# [SET PROBLEM]
Exclude the pictures and reproduce the remaining data exactly as written.

━━ ROWS

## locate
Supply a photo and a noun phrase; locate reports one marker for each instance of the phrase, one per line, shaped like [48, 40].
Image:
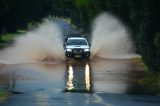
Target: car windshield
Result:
[76, 42]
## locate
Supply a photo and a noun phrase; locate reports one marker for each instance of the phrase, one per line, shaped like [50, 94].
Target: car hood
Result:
[77, 46]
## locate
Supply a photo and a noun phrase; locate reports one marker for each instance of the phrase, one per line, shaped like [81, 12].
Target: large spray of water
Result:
[110, 38]
[41, 44]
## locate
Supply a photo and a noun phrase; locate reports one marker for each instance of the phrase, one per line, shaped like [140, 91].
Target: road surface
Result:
[76, 83]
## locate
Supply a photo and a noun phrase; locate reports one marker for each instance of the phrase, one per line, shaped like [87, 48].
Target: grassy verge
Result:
[3, 95]
[151, 82]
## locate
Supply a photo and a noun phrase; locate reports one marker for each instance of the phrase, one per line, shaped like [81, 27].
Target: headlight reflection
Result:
[70, 85]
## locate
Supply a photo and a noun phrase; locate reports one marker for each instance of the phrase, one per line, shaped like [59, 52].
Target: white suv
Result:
[77, 47]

━━━━

# [SOLUTION TO THIS EXERCISE]
## locate
Supply a photo and a noun phrase; locate reports one marker for each instance of the phrase, one per line, shaped like [48, 40].
Image:
Target: car windshield
Result:
[76, 42]
## locate
Supply a photo and a noun phrase; locate reports one marker for each instance of the phrase, one per line, shaped like [50, 94].
Target: car hood
Result:
[77, 46]
## locate
Supply a photo and a noun phrase; locate reports one marker for each instance of the phrase, one per line, shaped like [81, 12].
Target: large spray of water
Result:
[110, 38]
[41, 44]
## locate
Supply a photo and a noun phrase; locate reports one marker for each instance of the phrase, one per line, shaped like [140, 91].
Target: road surface
Result:
[76, 83]
## locate
Supply a photo and a noun phrase; locate reports one marker for each instance of the phrase, one per line, shaped like [87, 48].
Target: grassy verge
Result:
[3, 95]
[151, 82]
## locate
Supply a photo and a noun phrase; locate reports one marker for each instance of the phrase, one per line, shaped like [81, 27].
Target: headlight reflection
Result:
[70, 85]
## locate
Supply a photo and a noun phrase; locate reports one marker for each instance of the phrase, one per line, shaped like [59, 52].
Target: white suv
Result:
[77, 47]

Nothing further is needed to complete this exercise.